# EXTRACTED INFORMATION

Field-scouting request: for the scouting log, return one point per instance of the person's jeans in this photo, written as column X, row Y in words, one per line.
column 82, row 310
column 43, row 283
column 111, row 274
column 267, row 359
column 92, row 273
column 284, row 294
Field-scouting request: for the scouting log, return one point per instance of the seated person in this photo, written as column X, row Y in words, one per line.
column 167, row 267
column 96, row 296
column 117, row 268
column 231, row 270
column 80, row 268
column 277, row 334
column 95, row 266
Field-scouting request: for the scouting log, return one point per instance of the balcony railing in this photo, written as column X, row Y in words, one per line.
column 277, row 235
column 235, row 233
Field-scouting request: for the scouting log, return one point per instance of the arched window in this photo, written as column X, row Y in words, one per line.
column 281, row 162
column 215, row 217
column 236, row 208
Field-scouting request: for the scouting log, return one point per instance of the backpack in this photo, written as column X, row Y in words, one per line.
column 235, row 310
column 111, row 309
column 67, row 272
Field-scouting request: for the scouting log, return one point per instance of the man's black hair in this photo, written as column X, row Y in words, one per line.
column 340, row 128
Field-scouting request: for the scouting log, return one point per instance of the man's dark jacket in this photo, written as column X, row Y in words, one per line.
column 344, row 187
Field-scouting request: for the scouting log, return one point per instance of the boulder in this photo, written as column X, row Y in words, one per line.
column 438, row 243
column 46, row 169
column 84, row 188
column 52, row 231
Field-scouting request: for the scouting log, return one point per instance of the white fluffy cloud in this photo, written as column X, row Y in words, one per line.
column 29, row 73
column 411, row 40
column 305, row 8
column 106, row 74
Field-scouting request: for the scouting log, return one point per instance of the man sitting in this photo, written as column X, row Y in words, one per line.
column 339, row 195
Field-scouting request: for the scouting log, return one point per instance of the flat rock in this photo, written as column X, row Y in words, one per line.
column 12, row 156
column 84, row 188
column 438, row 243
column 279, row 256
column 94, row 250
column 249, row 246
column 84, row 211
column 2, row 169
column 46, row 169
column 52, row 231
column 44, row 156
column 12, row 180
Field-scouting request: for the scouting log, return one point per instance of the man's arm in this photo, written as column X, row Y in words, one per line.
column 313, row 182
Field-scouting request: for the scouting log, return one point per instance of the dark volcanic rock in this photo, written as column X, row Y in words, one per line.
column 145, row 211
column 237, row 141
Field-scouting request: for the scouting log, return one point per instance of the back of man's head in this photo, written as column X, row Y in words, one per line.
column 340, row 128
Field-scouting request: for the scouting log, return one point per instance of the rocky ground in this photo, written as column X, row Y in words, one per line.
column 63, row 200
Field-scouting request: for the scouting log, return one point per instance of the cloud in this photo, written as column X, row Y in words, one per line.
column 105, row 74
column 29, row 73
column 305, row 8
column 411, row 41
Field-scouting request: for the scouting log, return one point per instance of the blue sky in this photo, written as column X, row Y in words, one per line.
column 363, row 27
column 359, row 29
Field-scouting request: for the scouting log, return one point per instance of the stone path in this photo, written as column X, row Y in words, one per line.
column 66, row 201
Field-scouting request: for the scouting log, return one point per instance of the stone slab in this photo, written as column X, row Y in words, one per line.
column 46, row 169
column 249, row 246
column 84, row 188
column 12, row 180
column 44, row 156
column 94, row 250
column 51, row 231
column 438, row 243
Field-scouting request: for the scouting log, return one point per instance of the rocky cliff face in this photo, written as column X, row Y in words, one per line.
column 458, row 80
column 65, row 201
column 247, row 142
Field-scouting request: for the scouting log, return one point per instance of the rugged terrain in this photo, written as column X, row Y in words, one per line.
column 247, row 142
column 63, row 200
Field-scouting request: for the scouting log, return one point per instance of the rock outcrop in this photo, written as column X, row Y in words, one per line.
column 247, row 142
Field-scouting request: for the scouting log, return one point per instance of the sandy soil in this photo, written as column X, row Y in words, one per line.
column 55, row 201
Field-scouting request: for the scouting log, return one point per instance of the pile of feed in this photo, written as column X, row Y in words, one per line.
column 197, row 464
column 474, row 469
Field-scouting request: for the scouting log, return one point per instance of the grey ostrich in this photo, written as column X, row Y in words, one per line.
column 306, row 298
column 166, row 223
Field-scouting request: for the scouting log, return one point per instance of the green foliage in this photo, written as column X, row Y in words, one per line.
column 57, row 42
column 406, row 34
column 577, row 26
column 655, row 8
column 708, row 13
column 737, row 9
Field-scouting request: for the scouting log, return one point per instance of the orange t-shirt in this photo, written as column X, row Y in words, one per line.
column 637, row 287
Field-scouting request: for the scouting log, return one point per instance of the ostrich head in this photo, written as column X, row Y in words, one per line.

# WHAT TO PRODUCE
Arrange the records from the line containing "of the blue" through the line containing "column 66, row 201", both included, as a two-column CSV with the headers text and answer. Give one row per record, wrap every field in double quotes, and replace line breaks with spaces.

# ANSWER TO THIS TASK
text,answer
"Field-scouting request: for the scouting log, return one point per instance of the blue sky in this photo, written as column X, row Y in words, one per line.","column 363, row 27 column 359, row 29"
"Field-scouting request: for the scouting log, return one point per instance of the stone path in this photo, written as column X, row Y in words, one per line.","column 66, row 201"